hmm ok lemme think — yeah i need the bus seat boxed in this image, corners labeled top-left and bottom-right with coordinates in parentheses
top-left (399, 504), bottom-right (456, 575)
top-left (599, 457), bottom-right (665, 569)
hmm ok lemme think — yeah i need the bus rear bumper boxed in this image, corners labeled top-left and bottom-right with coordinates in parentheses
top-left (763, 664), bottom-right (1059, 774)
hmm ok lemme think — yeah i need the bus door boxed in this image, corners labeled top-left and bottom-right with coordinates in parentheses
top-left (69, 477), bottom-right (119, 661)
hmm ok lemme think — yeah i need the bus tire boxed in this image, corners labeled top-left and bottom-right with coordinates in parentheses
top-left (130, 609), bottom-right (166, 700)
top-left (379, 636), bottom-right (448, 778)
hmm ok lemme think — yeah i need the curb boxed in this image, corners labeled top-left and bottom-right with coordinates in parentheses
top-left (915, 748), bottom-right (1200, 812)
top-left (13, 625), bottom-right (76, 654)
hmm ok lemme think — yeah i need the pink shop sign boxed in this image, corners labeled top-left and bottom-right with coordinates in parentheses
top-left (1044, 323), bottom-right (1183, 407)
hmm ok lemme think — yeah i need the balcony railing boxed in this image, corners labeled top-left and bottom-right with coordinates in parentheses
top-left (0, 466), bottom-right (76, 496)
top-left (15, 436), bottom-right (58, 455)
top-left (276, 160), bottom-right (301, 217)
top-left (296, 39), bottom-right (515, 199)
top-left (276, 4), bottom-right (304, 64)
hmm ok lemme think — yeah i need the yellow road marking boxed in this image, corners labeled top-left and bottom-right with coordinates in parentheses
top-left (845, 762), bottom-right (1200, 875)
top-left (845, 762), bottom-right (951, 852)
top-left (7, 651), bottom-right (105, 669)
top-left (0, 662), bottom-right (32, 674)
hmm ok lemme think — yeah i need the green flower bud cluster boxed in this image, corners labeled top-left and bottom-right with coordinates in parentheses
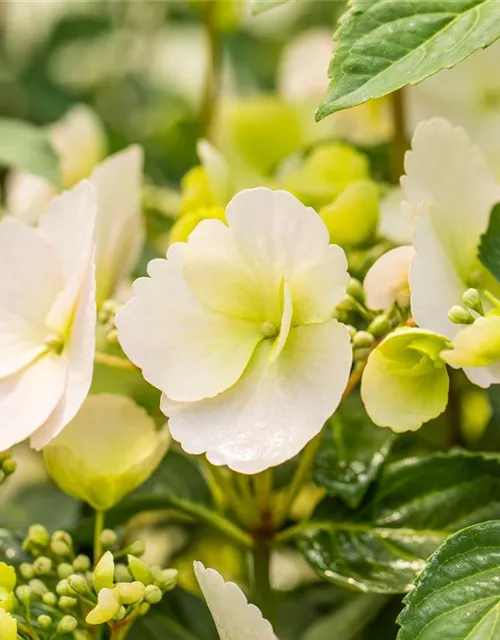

### TASK BRIEF
Your answer must be the records above, copied exactly, with no pictures.

### RESPONSE
hmm ok lemme think — yeah i need the bus seat boxed in this image, corners labeled top-left and bottom-right with coordinates in parentheses
top-left (399, 504), bottom-right (456, 575)
top-left (599, 457), bottom-right (665, 569)
hmm ok lemme think — yeah i need the bus rear bumper boxed in this image, corners labeled top-left and bottom-right with coordinates in parentheses
top-left (763, 664), bottom-right (1059, 774)
hmm ok lemme think — yeah i need the bus door boxed in this image, corners labeled top-left and bottom-right with coordinates in parentheses
top-left (69, 477), bottom-right (119, 661)
hmm ok lemme think — yeah i need the bus tire boxed in this image, corners labeled top-left and bottom-right with coordinates in parentheses
top-left (130, 609), bottom-right (166, 700)
top-left (379, 636), bottom-right (448, 778)
hmm ok lemme think — yeah i need the curb boxed in this image, corners labeled top-left and bottom-right with coordinates in parentheses
top-left (915, 748), bottom-right (1200, 812)
top-left (13, 625), bottom-right (76, 654)
hmm ok lemme think — yeah i need the pink shop sign boxed in this image, corners labeled top-left and bottom-right with coordinates in parentheses
top-left (1044, 323), bottom-right (1183, 407)
hmm ok lemme think — yeah i need the balcony railing boxed in this image, corners labeled top-left and bottom-right with coordinates in parentheses
top-left (0, 466), bottom-right (76, 496)
top-left (15, 436), bottom-right (58, 455)
top-left (276, 160), bottom-right (301, 217)
top-left (296, 39), bottom-right (515, 199)
top-left (276, 4), bottom-right (304, 64)
hmm ok lemme think — yeah i need the yellow road marking boxed in this image, corners labeled top-left and bottom-right with coordinates in parentheses
top-left (845, 762), bottom-right (1200, 875)
top-left (845, 762), bottom-right (951, 852)
top-left (7, 651), bottom-right (105, 669)
top-left (0, 662), bottom-right (32, 674)
hmm ok lemme think — yeah i need the green flower bud cluster boxed in this image, corners labeled top-left and bottom-right with coordinates in parentheses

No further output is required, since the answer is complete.